• **Goal of the exercise**:
Copy every entry below exactly as it appears, leaving out the images.

**** Exercise data ****

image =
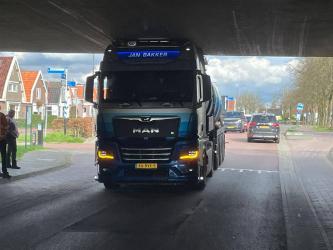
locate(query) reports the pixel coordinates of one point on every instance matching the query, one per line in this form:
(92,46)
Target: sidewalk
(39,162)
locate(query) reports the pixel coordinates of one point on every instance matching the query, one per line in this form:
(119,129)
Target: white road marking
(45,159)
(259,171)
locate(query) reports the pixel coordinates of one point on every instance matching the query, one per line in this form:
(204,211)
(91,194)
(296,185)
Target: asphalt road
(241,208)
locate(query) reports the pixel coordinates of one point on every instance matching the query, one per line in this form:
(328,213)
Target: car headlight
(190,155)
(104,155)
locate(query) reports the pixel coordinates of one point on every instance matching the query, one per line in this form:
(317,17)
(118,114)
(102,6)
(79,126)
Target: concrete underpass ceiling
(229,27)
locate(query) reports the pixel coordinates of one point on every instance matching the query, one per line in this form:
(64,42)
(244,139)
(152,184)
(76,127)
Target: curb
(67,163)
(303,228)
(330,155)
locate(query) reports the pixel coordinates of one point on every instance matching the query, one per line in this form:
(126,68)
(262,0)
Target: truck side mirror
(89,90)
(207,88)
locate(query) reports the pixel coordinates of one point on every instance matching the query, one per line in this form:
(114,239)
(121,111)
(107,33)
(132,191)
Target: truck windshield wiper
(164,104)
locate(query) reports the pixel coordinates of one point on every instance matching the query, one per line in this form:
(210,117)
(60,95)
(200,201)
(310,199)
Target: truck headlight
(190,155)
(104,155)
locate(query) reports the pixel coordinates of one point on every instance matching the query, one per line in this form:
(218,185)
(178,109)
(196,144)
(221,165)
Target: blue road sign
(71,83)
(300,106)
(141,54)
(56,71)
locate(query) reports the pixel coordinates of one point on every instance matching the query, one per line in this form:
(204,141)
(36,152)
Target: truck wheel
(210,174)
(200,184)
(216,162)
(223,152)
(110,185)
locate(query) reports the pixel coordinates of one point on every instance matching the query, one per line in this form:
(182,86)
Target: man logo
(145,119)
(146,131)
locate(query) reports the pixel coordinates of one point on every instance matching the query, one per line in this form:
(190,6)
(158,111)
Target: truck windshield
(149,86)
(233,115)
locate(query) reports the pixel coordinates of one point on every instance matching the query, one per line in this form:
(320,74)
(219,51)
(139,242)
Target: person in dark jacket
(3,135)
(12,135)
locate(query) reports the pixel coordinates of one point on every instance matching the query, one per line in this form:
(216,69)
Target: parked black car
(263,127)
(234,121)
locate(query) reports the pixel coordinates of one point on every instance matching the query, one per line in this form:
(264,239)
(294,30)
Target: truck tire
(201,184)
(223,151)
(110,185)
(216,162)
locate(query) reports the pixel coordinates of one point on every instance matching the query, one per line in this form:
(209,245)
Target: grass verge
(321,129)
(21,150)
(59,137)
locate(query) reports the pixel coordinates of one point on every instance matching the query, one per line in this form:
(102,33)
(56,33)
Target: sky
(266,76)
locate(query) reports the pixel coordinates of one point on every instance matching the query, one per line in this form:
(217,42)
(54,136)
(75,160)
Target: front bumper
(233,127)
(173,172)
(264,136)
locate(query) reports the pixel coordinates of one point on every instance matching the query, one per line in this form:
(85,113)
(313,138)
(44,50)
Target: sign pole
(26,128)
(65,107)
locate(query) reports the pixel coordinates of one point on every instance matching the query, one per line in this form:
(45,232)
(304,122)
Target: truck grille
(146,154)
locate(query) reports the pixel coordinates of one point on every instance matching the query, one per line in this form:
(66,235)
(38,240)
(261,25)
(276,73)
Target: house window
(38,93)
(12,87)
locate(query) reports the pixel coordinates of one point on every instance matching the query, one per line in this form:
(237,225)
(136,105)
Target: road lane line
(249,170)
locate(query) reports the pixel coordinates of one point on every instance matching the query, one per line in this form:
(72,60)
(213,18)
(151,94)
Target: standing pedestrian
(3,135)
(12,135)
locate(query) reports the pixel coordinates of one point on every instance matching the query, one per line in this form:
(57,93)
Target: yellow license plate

****

• **Output below**:
image =
locate(query) reports the pixel coordinates of one point on every instance matching the query, one per line in this form:
(92,46)
Target: sidewalk
(39,162)
locate(query) reports the pixel coordinates of one point on every instance matching the query, one per line in this form:
(119,129)
Target: white road marking
(45,159)
(259,171)
locate(query) reports the pixel coordinates of one point on every instance matching the query, one per line in this form:
(204,211)
(91,194)
(296,185)
Target: asphalt road
(241,208)
locate(query) reports the pixel coordinates of one point on every instance matching the query, one per line in this form:
(328,213)
Target: car headlight
(190,155)
(104,155)
locate(query) reports the pixel coordinates of one point on every instance matching the query, one per line in this form:
(317,17)
(118,114)
(102,6)
(79,126)
Target: concrete underpass ceiling
(229,27)
locate(query) reports the pixel coordinates of one point on every instance matching the query, one per line in this form:
(64,42)
(244,139)
(152,184)
(76,127)
Target: curb
(67,163)
(303,228)
(330,155)
locate(query) reports the pixel coordinates of one point on every instance matching the query, one per line in this form:
(126,68)
(262,0)
Target: truck side mirror
(89,90)
(207,88)
locate(query) reports the pixel coordinates of one point on every instance matching the query, one per line in this form:
(114,239)
(121,111)
(107,33)
(132,191)
Target: truck windshield wiper
(164,104)
locate(query) reports the pixel coordinates of one point on every instance matching the query, one per line in this form:
(210,117)
(60,95)
(200,201)
(310,199)
Target: truck headlight
(190,155)
(104,155)
locate(query) reports the pixel coordinates of one point on every instance matching the query, one per line in this form:
(218,185)
(178,109)
(196,144)
(221,165)
Target: blue road sign
(71,83)
(300,106)
(141,54)
(56,71)
locate(query) reports the pixel coordinates of one point on every instance matching the query, one per line in this form:
(204,141)
(36,152)
Target: truck wheel
(210,174)
(200,184)
(216,162)
(223,152)
(110,185)
locate(query) reports the pixel coordinates of one point on every instance matching the query, one per line in this form:
(182,86)
Target: man logo
(145,119)
(146,131)
locate(query) reports the pixel coordinates of one point on every instance matching the query, one per line in this form:
(190,6)
(158,111)
Target: truck windshield
(149,86)
(233,115)
locate(query) reports the pixel coordinates of one point on every instance matching the query, one per line in this form:
(320,74)
(219,51)
(139,242)
Target: person in dark jacket
(3,135)
(12,135)
locate(query) reports the pixel coordinates of one point on every instance matching the query, one per line in this form:
(216,69)
Target: parked black car
(263,127)
(234,121)
locate(query) reports the pixel coordinates of one point on every instance matching the query, one per line in this form:
(264,239)
(294,30)
Target: truck tire
(201,184)
(223,151)
(110,185)
(216,162)
locate(query) reports the pixel coordinates of one point on every instance matching the query, one per line in this form:
(209,245)
Target: grass verge
(321,129)
(21,150)
(59,137)
locate(query) reports the pixel coordinates of one point on every instance matching the query, one per line in this form:
(102,33)
(56,33)
Target: sky
(266,76)
locate(query) reports the pixel coordinates of one point on every instance matching the query, one per line in this form:
(217,42)
(54,136)
(75,160)
Target: front bumper
(233,127)
(173,172)
(264,136)
locate(query) reports the pixel coordinates of one point on every instance matching the query, one per line in this form:
(85,113)
(313,138)
(44,50)
Target: sign pole
(26,128)
(65,107)
locate(query) reports the pixel coordinates of one point on every instance matching the query, one per line in this form:
(45,232)
(304,122)
Target: truck grille
(146,154)
locate(query) reports the pixel coordinates of one point on every instance matching the query, one per line in this form:
(66,235)
(38,240)
(261,25)
(276,73)
Target: house window
(38,93)
(12,87)
locate(query) reports the pixel coordinates of one point on every instance matching the query, one per line in this form:
(237,225)
(136,105)
Target: road lane line
(249,170)
locate(query) reports the pixel coordinates of one point on every instance matching the query, one per line in this form:
(72,60)
(213,18)
(151,94)
Target: standing pedestrian
(3,135)
(12,135)
locate(query) reports the pixel coordinates of one point on every instance matching the query, one per line in this form:
(57,93)
Target: yellow license plate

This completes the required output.